* Records for the task:
-=-=-
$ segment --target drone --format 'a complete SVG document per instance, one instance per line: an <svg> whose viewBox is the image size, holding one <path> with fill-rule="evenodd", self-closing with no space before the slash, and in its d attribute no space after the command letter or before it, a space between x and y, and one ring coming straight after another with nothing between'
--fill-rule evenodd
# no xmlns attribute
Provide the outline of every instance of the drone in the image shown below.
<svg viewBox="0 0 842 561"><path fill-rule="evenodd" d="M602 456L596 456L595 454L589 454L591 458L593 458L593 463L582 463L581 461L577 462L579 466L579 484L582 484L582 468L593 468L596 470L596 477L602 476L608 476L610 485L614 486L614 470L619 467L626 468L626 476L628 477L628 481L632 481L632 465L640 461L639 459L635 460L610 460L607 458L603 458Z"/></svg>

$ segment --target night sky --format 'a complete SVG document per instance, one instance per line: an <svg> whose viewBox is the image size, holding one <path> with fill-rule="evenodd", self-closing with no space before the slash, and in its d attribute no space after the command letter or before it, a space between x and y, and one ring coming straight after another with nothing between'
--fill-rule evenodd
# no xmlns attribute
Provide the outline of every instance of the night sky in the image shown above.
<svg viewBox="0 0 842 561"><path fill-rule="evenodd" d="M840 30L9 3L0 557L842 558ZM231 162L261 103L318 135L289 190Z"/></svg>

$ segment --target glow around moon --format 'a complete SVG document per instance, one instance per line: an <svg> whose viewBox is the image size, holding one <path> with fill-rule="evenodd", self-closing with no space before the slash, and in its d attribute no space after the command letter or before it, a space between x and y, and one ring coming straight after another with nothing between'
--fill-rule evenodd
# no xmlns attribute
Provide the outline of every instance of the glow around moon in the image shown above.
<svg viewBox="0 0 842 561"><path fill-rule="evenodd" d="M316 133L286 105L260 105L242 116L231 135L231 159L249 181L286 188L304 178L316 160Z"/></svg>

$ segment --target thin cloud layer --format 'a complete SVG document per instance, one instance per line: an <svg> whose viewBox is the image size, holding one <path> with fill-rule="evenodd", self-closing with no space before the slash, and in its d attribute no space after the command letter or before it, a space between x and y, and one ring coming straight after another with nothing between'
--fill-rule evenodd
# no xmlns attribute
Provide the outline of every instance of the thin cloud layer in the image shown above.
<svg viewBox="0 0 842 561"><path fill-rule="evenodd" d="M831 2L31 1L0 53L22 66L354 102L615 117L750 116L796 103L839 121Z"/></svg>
-=-=-
* Request: Report each line of the material above that contains the string "command", reproducing every such line in full.

* Expected answer:
$ segment --target drone --format 'a complete SVG document per instance, one instance per line: an <svg> whose viewBox is the image size, holding one <path> with fill-rule="evenodd", self-closing with no space before the slash, and in its d attribute no space after the command letter or before it, a space between x and y, and one ring coming straight after another with nothing between'
$ segment --target night sky --format 'a complete SVG document per instance, one instance per line: an <svg> whose viewBox is the image size, holding one <path> with fill-rule="evenodd", self-closing with no space before the slash, and in its d attribute no space after the command letter or before it, a space between x and y, and one ring coming straight after another with nothing between'
$ segment --target glow around moon --format 'a complete SVG document per instance, one instance per line: an <svg> whose viewBox is the image size, holding one <path> with fill-rule="evenodd", self-closing with no space before the slash, and in its d attribute no space after the command letter or before it, a space between x and y, and one ring coming straight after another with nothing between'
$ segment --target thin cloud layer --format 'a complete SVG document per instance, one instance per line: an <svg> whose viewBox is the image size, holding one <path> with fill-rule="evenodd", self-closing with no space before the slash, and in its d attribute no space after the command letter or before it, a space between x and y, and one ring coming straight after another with nothing between'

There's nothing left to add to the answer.